* **Task**
Only the lines of the data holding the string "below" need to be returned.

* **Information provided**
:::
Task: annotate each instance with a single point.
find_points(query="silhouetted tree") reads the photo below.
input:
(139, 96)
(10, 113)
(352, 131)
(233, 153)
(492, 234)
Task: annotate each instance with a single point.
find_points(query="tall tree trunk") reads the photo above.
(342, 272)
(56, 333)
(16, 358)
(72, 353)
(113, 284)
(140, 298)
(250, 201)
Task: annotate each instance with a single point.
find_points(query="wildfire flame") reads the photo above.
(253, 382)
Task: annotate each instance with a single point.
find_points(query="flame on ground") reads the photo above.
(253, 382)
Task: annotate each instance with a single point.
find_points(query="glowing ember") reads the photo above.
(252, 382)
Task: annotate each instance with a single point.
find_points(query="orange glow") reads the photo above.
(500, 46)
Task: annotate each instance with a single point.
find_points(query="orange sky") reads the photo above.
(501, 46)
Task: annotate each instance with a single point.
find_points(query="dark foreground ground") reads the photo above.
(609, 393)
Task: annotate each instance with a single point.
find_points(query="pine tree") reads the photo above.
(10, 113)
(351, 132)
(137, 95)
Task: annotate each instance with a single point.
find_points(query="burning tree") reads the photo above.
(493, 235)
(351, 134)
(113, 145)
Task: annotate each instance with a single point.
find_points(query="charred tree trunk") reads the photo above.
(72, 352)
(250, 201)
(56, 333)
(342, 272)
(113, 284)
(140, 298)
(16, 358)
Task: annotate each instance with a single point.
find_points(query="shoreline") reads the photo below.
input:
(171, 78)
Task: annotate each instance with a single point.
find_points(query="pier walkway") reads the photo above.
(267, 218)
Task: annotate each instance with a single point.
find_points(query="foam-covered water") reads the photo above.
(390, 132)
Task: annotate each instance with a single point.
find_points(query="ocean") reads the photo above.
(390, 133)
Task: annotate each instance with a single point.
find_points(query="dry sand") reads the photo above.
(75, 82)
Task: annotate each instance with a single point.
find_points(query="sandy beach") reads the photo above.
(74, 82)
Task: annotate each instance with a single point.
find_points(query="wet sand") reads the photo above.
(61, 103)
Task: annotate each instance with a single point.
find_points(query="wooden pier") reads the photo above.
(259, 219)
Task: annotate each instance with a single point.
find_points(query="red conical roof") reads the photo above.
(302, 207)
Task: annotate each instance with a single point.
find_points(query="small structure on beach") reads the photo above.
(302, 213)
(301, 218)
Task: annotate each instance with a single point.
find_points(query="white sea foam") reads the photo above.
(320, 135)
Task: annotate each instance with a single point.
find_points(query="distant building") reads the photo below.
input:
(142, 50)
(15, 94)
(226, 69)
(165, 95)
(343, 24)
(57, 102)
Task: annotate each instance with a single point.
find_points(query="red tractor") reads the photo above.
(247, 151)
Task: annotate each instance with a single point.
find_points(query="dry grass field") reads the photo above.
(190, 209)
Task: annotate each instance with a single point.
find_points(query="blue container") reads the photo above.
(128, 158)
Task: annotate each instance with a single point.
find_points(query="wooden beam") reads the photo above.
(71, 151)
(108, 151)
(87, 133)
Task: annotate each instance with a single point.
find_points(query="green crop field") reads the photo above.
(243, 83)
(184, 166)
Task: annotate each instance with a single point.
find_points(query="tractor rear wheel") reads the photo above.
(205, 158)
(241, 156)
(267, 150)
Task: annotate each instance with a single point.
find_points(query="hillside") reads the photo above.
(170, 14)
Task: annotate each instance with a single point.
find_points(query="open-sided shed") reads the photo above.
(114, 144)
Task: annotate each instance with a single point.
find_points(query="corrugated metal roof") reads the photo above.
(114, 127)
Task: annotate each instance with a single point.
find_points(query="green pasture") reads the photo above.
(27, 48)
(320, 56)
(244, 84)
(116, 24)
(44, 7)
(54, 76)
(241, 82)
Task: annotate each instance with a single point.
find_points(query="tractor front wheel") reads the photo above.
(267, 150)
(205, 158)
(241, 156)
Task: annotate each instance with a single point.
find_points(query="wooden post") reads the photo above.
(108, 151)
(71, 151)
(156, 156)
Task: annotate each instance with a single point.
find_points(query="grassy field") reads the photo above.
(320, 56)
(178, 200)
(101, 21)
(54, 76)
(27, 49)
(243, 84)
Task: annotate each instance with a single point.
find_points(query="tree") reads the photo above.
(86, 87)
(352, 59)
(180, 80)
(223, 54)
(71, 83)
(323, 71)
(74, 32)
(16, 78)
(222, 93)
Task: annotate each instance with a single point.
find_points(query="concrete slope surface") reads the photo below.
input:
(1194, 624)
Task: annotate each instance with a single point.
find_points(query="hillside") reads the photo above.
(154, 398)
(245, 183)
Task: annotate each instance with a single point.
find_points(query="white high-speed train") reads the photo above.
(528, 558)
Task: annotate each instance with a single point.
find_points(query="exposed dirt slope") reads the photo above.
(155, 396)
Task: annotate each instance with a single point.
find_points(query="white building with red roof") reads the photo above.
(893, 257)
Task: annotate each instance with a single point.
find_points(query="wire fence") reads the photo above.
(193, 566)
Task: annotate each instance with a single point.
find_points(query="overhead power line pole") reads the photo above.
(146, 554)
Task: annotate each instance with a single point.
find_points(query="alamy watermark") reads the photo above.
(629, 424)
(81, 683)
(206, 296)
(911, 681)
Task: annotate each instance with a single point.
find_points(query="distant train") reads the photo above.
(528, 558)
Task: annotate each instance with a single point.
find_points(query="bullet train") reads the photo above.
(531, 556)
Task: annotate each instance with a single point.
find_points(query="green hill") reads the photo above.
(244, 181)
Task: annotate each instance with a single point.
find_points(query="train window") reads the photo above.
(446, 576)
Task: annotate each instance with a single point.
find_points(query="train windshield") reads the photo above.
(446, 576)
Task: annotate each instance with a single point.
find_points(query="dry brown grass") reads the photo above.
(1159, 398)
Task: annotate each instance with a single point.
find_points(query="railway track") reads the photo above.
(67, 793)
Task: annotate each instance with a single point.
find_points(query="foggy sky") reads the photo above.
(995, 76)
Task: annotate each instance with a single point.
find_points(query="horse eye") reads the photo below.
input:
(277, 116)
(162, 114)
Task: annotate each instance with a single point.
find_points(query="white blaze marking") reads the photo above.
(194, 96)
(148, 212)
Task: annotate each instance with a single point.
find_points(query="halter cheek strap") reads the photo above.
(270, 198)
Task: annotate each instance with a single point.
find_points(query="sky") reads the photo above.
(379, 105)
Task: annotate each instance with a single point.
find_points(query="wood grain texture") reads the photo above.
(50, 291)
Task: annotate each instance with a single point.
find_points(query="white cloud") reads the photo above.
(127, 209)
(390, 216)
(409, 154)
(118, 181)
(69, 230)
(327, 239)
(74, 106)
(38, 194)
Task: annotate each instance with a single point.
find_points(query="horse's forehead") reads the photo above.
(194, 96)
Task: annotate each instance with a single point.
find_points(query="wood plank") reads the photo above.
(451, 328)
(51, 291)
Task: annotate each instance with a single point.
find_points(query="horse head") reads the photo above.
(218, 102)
:::
* **Output for this exercise**
find_points(query="silhouetted tree") reads the photo below.
find_points(query="shoreline") reads the photo below.
find_points(query="distant building") reads the photo below.
find_points(query="concrete slope surface") reads the photo below.
find_points(query="horse eye") reads the photo below.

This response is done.